Extract to read:
Skip to content

[Bug]: After enabling the gateway, it keeps timing out and reconnecting repeatedly #75944

@yyds-xxxx

Description

@yyds-xxxx

Bug type

Regression (worked before, now fails)

Beta release blocker

No

Summary

I upgraded sequentially from April 23 to April 27, then to April 29.

On April 23: The response speed was fast, the gateway started normally, with no timeout errors or minor anomalies.

On April 27: The gateway still started normally, but it kept throwing timeout errors in diagnostics. The core functions were unaffected, yet the response latency increased by about 5 seconds.

On April 29: The gateway could start up, but it suffered from repeated error reports and constant reconnections after startup. I sent one message in the evening and went to bed; when I checked the next morning, there was still no reply and the system was completely frozen. It froze entirely whether sending messages via the UI interface or the chat client

Steps to reproduce

I can only describe the freezing process. I sent a message saying "Hello". The gateway showed a responsive state, but did not return any final result — it only had a peripheral response without outputting a reply.

I will paste the error logs for your reference. I have no idea how to resolve this issue on my own.
Running  doctor --fix  prompted that all issues were fixed, but there was no actual improvement, and it still freezes completely.

I won’t paste the full logs. The core fault is repeated reconnection attempts, and even after reconnection succeeds, it still times out and keeps reconnecting in a loop.

Given entries:
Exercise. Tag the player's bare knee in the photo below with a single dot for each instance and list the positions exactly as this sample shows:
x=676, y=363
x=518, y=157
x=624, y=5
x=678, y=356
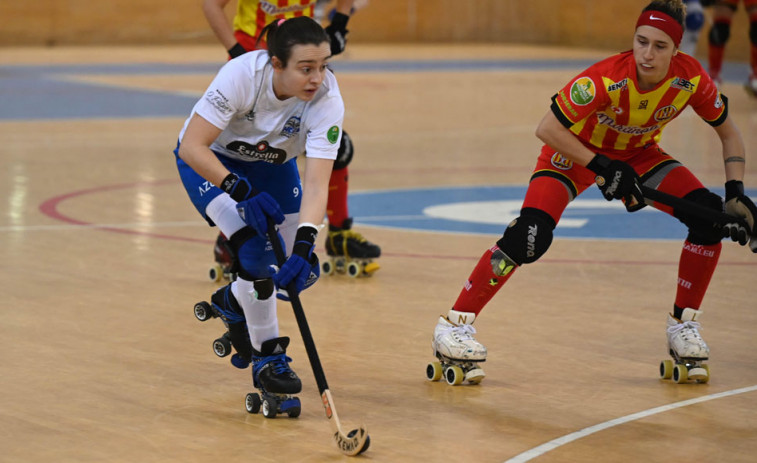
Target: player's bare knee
x=528, y=237
x=701, y=231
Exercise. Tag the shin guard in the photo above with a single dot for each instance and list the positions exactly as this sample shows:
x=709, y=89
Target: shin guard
x=492, y=271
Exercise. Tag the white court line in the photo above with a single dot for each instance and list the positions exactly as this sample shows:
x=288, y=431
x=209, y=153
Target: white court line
x=560, y=441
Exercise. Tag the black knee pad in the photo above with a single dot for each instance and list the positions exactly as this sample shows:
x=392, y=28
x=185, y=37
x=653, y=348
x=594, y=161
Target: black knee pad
x=233, y=245
x=345, y=152
x=720, y=33
x=528, y=237
x=264, y=288
x=753, y=32
x=701, y=231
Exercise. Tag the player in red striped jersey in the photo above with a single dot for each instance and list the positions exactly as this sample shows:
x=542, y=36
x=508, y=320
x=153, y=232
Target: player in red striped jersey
x=604, y=126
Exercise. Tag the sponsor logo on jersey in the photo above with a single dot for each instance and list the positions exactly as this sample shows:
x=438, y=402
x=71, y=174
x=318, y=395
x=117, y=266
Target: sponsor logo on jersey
x=261, y=151
x=272, y=9
x=682, y=84
x=666, y=113
x=582, y=92
x=618, y=85
x=561, y=162
x=604, y=119
x=292, y=127
x=333, y=134
x=218, y=100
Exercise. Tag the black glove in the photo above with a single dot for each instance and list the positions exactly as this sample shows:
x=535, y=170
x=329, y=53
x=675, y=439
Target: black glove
x=236, y=50
x=617, y=180
x=238, y=188
x=337, y=32
x=739, y=205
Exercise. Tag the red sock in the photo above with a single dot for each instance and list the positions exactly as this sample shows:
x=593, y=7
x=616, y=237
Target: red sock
x=695, y=270
x=336, y=208
x=483, y=283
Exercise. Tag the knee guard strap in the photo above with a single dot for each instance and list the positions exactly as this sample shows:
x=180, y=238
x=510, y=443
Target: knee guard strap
x=702, y=232
x=528, y=237
x=344, y=153
x=720, y=32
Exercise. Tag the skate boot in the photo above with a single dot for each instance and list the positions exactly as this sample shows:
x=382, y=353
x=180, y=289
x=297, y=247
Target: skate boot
x=224, y=268
x=456, y=349
x=349, y=252
x=224, y=305
x=687, y=348
x=276, y=381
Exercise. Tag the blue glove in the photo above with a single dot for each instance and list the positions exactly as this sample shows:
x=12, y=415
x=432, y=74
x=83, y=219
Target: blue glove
x=302, y=267
x=256, y=210
x=237, y=187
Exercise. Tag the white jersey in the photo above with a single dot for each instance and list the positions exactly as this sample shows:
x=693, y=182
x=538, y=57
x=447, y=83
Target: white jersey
x=257, y=126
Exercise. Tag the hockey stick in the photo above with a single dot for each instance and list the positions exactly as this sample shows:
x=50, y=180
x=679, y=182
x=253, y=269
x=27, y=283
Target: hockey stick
x=356, y=441
x=721, y=218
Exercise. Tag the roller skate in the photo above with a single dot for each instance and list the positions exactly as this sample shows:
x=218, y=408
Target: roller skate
x=223, y=305
x=688, y=350
x=349, y=252
x=224, y=268
x=276, y=381
x=457, y=351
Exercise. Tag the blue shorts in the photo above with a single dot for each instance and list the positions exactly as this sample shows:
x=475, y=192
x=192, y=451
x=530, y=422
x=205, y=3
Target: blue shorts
x=282, y=181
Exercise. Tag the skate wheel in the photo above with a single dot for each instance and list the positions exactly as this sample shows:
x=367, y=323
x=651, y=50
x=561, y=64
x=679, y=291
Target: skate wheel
x=680, y=374
x=370, y=268
x=454, y=375
x=434, y=371
x=666, y=369
x=252, y=402
x=222, y=345
x=367, y=441
x=353, y=269
x=269, y=407
x=327, y=267
x=203, y=311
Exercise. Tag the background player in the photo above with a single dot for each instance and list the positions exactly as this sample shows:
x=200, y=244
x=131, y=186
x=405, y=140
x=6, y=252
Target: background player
x=237, y=160
x=606, y=123
x=251, y=16
x=720, y=33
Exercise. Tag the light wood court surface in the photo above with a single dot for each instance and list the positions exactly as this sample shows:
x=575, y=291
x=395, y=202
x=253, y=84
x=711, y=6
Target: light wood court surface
x=103, y=258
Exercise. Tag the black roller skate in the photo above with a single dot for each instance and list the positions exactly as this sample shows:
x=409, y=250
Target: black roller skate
x=224, y=268
x=349, y=252
x=276, y=381
x=224, y=306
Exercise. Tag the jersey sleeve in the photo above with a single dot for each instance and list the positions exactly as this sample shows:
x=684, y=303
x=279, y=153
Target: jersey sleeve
x=324, y=131
x=584, y=95
x=708, y=102
x=225, y=95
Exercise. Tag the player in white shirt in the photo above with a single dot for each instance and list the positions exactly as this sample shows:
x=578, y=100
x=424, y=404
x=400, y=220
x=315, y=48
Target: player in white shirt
x=237, y=160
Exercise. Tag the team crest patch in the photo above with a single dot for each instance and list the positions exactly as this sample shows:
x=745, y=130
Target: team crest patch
x=583, y=91
x=561, y=162
x=292, y=127
x=333, y=134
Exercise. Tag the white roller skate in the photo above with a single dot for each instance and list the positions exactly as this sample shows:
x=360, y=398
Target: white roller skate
x=687, y=348
x=456, y=349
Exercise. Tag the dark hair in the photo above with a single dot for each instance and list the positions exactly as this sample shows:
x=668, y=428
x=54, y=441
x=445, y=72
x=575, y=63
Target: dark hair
x=673, y=8
x=282, y=35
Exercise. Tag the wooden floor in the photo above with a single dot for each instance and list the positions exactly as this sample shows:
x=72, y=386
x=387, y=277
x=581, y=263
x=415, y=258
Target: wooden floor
x=103, y=258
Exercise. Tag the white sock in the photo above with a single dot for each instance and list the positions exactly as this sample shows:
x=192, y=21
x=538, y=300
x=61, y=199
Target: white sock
x=262, y=322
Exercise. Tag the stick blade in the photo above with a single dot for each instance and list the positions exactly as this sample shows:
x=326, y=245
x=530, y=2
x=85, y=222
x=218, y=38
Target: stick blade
x=354, y=443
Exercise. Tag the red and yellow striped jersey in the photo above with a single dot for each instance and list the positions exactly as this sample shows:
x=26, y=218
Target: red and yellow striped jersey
x=604, y=107
x=253, y=15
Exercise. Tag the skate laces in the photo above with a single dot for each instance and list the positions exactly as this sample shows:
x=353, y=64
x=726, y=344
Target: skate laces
x=687, y=329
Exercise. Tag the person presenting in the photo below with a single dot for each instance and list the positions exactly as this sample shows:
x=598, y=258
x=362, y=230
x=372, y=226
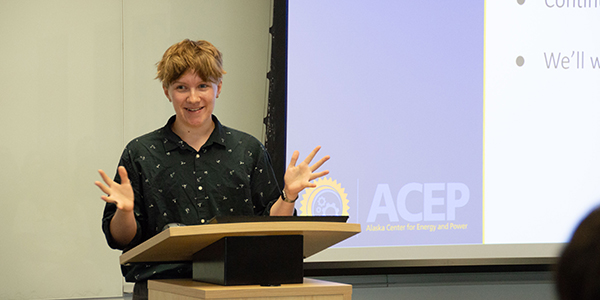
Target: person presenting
x=194, y=168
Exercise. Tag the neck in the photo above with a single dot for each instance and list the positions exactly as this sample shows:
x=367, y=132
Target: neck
x=194, y=136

Check your understanding:
1. Reproduce the stretch of the gateway bug report from "Steps to reproduce" through "issue on my own.".
2. In one to three sentences, explain why the gateway bug report classifies the issue as a regression.
3. According to the gateway bug report, by about how much did response latency increase on April 27?

Responses for each task:
1.
Steps to reproduce

I can only describe the freezing process. I sent a message saying "Hello". The gateway showed a responsive state, but did not return any final result — it only had a peripheral response without outputting a reply.

I will paste the error logs for your reference. I have no idea how to resolve this issue on my own.

2. The issue is labeled a regression because the gateway worked before and now fails. On April 23 it started normally with fast responses and no timeout errors. After the upgrades to April 27 and then April 29, timeouts appeared, and finally repeated reconnections left the system completely frozen.

3. It increased by about 5 seconds.